Prompt 1:
Answer these questions about the Lucene commit notice, one per line:
(a) Which file was modified?
(b) To which mailing list address was the notice posted?
(c) According to the log, what does the improved parser let one get?
Prompt 2:
Rewrite the part of the Lucene commit notice that opens with the words "Posted to dev@lucene.apache.org" and closes with "meta tags' values.", swapping "Improved" for "Updated".

===== Text section

You are viewing a plain text version of this content. The canonical link for it is here.
Posted to dev@lucene.apache.org by ot...@apache.org on 2002/06/30 00:08:27 UTC

cvs commit: jakarta-lucene/src/demo/org/apache/lucene/demo/html HTMLParser.jj

otis        2002/06/29 15:08:27

  Modified:    src/demo/org/apache/lucene/demo/html HTMLParser.jj
  Log:
  - Improved HTML parser that allows one to get HTML document's meta tags' values.

==========
===== Provided records

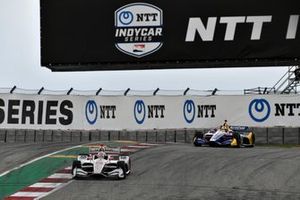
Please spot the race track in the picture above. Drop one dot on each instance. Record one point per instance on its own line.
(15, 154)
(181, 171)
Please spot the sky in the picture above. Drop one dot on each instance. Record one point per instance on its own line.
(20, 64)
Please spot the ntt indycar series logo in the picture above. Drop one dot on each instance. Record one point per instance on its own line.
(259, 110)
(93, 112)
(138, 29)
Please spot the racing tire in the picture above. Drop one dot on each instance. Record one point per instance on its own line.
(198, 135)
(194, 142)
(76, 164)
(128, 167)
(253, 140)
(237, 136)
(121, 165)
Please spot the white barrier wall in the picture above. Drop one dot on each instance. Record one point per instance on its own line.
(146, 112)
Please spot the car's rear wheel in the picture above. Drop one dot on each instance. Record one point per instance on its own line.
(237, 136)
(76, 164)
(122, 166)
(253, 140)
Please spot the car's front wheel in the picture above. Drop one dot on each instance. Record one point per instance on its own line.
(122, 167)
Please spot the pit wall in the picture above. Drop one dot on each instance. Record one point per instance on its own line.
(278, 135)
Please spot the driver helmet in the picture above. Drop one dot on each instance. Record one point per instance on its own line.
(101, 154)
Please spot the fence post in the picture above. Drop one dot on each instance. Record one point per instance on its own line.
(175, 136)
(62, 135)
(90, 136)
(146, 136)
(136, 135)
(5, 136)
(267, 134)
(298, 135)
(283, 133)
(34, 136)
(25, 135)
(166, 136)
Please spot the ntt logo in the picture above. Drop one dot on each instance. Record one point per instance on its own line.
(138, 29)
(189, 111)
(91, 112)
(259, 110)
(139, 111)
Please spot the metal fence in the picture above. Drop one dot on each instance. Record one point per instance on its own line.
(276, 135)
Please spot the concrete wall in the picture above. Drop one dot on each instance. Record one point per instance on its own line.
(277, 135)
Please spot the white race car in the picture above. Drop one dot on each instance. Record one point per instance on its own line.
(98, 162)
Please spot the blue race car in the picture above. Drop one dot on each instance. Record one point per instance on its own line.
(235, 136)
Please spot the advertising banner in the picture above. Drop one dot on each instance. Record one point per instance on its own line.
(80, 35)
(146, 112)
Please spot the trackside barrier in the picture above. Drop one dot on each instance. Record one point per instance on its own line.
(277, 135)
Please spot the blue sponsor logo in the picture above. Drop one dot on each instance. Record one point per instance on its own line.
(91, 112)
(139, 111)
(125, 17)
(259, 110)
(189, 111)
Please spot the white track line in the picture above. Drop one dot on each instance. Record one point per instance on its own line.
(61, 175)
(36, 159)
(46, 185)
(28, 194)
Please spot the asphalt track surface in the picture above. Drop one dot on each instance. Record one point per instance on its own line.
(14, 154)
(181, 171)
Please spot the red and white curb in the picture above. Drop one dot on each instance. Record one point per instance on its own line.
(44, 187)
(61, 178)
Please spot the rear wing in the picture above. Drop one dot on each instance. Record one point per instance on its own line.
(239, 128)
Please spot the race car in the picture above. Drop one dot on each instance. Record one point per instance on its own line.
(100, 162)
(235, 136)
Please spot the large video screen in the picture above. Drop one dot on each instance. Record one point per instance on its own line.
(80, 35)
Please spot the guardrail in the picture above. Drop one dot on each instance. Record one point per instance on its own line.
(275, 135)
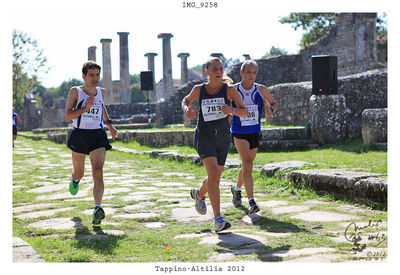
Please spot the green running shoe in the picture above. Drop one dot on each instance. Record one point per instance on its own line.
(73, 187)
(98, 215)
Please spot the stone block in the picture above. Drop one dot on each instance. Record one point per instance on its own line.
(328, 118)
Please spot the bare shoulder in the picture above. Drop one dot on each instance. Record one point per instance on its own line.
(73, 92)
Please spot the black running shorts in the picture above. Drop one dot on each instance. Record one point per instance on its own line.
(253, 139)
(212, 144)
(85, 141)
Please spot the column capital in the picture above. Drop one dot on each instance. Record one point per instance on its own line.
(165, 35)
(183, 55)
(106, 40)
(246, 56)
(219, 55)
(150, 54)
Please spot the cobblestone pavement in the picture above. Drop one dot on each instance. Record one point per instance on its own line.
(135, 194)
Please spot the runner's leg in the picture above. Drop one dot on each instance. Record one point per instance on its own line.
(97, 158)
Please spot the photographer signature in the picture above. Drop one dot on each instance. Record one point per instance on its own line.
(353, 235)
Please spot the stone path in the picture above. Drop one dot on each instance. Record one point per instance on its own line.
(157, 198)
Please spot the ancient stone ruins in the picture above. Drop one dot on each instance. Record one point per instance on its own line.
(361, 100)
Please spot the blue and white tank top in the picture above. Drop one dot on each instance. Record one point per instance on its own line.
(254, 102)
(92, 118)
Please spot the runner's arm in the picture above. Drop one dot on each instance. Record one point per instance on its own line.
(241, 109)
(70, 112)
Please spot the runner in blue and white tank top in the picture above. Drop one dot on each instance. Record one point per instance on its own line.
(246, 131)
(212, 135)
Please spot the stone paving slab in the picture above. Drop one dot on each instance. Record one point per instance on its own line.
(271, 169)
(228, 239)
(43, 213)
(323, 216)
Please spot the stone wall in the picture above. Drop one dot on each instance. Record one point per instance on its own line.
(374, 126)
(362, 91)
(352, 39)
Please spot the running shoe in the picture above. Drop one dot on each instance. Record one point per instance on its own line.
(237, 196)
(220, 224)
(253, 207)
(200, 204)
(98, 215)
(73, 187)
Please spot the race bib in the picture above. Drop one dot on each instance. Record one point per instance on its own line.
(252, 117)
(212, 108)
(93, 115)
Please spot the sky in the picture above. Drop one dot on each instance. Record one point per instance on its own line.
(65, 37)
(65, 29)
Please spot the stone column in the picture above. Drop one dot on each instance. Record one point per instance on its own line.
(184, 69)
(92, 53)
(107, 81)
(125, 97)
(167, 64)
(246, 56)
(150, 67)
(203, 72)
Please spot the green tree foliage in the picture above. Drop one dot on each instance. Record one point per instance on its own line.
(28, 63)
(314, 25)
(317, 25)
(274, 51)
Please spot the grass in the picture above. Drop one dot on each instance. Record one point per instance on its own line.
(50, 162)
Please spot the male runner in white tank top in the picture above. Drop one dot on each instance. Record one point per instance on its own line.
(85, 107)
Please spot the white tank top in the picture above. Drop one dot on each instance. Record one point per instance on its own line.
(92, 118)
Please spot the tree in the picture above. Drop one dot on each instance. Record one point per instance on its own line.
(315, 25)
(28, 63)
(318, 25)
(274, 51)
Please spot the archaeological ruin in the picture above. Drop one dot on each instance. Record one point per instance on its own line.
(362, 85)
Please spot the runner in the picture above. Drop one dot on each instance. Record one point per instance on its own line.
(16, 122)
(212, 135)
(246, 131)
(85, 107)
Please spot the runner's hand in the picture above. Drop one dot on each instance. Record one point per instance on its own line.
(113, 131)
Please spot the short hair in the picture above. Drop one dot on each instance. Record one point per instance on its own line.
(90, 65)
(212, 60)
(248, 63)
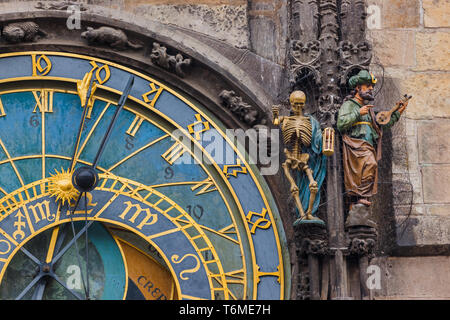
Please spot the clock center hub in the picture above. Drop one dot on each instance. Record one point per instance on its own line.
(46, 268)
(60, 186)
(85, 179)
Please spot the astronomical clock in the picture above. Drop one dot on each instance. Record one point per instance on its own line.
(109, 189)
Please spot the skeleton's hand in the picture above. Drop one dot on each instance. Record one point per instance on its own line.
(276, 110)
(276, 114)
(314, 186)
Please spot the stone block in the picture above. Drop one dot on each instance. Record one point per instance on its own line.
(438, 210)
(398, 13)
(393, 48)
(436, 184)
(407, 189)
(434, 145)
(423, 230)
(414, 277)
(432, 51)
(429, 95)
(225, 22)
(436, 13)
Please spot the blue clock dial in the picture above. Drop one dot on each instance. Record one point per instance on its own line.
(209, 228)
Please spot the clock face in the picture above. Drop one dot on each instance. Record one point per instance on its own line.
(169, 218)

==========
===== Provided records

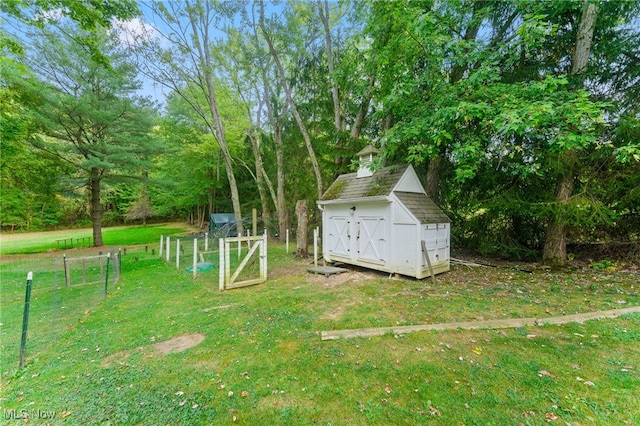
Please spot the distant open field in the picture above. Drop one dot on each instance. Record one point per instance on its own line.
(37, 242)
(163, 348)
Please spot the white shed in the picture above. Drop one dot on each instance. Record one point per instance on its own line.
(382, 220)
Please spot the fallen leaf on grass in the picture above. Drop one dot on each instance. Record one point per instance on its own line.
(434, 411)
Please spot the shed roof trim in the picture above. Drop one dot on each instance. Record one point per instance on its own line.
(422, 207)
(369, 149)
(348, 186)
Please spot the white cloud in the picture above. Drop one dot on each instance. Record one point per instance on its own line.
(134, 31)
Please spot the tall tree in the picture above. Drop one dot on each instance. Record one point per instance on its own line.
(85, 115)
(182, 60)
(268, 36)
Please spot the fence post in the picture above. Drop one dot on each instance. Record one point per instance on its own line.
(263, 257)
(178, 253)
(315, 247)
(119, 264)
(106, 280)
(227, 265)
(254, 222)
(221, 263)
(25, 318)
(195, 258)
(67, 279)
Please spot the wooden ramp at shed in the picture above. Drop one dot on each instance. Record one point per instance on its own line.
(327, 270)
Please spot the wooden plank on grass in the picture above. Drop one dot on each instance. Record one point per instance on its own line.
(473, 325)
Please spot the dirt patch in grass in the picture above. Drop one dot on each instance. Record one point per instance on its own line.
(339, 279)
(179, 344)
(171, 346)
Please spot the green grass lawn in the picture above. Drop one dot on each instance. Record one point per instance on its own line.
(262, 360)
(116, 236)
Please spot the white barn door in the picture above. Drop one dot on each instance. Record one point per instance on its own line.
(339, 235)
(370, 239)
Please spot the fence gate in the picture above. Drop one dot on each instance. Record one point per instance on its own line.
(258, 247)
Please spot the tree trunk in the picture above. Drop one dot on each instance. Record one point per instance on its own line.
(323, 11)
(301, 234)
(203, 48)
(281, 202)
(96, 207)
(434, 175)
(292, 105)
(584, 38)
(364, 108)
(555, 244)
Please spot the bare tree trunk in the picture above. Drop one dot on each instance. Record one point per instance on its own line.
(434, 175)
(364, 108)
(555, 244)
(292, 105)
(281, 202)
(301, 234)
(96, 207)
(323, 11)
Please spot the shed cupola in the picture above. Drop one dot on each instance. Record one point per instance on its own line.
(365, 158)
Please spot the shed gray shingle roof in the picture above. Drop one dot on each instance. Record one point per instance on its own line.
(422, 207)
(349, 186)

==========

Written reply 1:
(a) HTMLParser.jj
(b) dev@lucene.apache.org
(c) An HTML document's meta tags' values

Written reply 2:
Posted to dev@lucene.apache.org by ot...@apache.org on 2002/06/30 00:08:27 UTC

cvs commit: jakarta-lucene/src/demo/org/apache/lucene/demo/html HTMLParser.jj

otis        2002/06/29 15:08:27

  Modified:    src/demo/org/apache/lucene/demo/html HTMLParser.jj
  Log:
  - Updated HTML parser that allows one to get HTML document's meta tags' values.